• _The problem_:
Condense the paragraph of the essay on Qabbani and al-Bayati in Madrid that begins "He arrives, then, in a reality" into a short list of its main points.
* begin Excerpted text *
Qabbani and al-Bayati: two Arab poets in Madrid

Rosa Isabel Martínez Lillo (Autonomous University of Madrid)

Two poets and the same city. Two contemporary Arab poets, two different moments in their lives, and the same city that was once Andalusian. Two starting points: one of water and air, Syria, the other of earth and fire, Iraq, and the same capital at different times. Two men, two Arab poets who arrive in Madrid with two different backgrounds, with expectations, experiences and perhaps illusions that only they know.

One, Qabbani, in his early 40s, with a confessed love for our Spanish reality, with a thirst for Spain, with his heart and the pores of his skin wide open, permeable, ready to experience in the flesh the temperament of al-Andalus rediscovered.

The other, al-Bayyati, from a mature age, from the vantage point of the advanced 50, and with a sad burden of exile on his back. With the flame of a constant and unwavering political and poetic commitment.

How did each of them live their experience in Madrid? How did each of them live the Spanish capital?

Let us look at both journeys separately in order to converge at the same point of arrival.

Nizar Qabbani (1923-1998): Madrid of Springs and Roses[1].

Although his stay as a diplomat at the Syrian Embassy in Madrid began in 1962 and lasted until 1966, Qabbani was by no means a stranger to the Spanish reality, as can be seen in the following poem dated 5 August 1955, which he wrote in Madrid:

In Spain, I needed no inkwell,

nor ink with which to quench the thirst of paper.

The eyes of Morena Rosalía

They sprinkled my soul with their black nostalgia.

The eyes of Morena Rosalia

-black inkwell to sink in-

drank my life.

With a seashell, dreadful…

Like an Arab palanquin

that dug its fate in the distance,

digging its fate with mine.[2]

Nizar Qabbani. (Forward Magazine.)

He arrives, then, in a reality already known and perhaps also loved. From the beginning there was a strong attraction, I wonder if it was mutual, between the poet and the city; a city that Qabbani savours by walking and allowing it to penetrate him through his five senses. Every place and every time is susceptible of becoming joy, pleasure, happiness, everything carries within it the germ of love and beauty: from his place of work in the Plaza de la Platería de Martínez, near which he liked to have lunch at El Rábano – or Rabanito, as he called it –[3] to his house in Calle Juan Ramón Jiménez (did fate want to bring him even closer to Spanish poetry?), and in between the walks of a city in eternal springtime.
* end Excerpted text *
* begin Listed entries *
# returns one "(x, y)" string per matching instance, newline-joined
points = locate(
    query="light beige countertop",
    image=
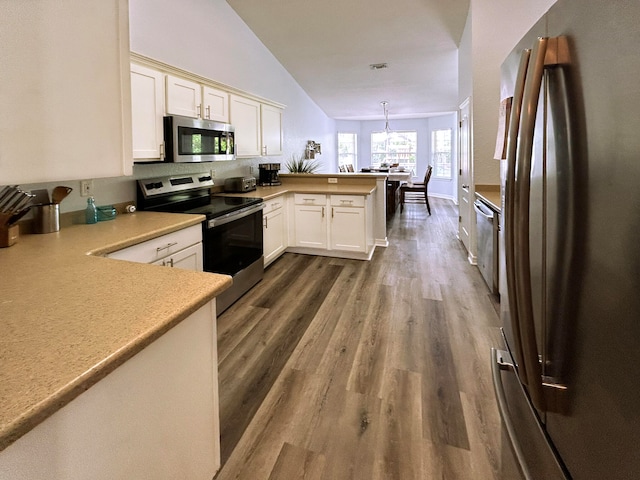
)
* end Listed entries *
• _Response for this exercise_:
- Qabbani came to a Madrid whose reality he already knew and perhaps loved.
- From the start, poet and city were strongly drawn to each other, though the essay wonders whether the attraction was mutual.
- He took in the city by walking it and through all five senses. Any place or moment could become joy, and everything carried the seed of love and beauty.
- His Madrid stretched from his place of work in the Plaza de la Platería de Martínez, near which he liked to lunch at El Rábano ("Rabanito"), to his house on Calle Juan Ramón Jiménez. In between were walks through a city in eternal springtime.